BEGIN RECORDS PROVIDED
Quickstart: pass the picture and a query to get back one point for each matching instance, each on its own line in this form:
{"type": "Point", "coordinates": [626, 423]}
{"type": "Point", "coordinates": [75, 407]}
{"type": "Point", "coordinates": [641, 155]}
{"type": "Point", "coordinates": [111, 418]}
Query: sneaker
END RECORDS PROVIDED
• **GIVEN INSTRUCTION**
Recopy the entries above in their entirety, exactly.

• **SOLUTION TO THE EXERCISE**
Quickstart: pass the picture and a query to get back one point for each matching instance, each on its own line in this form:
{"type": "Point", "coordinates": [626, 423]}
{"type": "Point", "coordinates": [75, 407]}
{"type": "Point", "coordinates": [641, 155]}
{"type": "Point", "coordinates": [111, 418]}
Query: sneaker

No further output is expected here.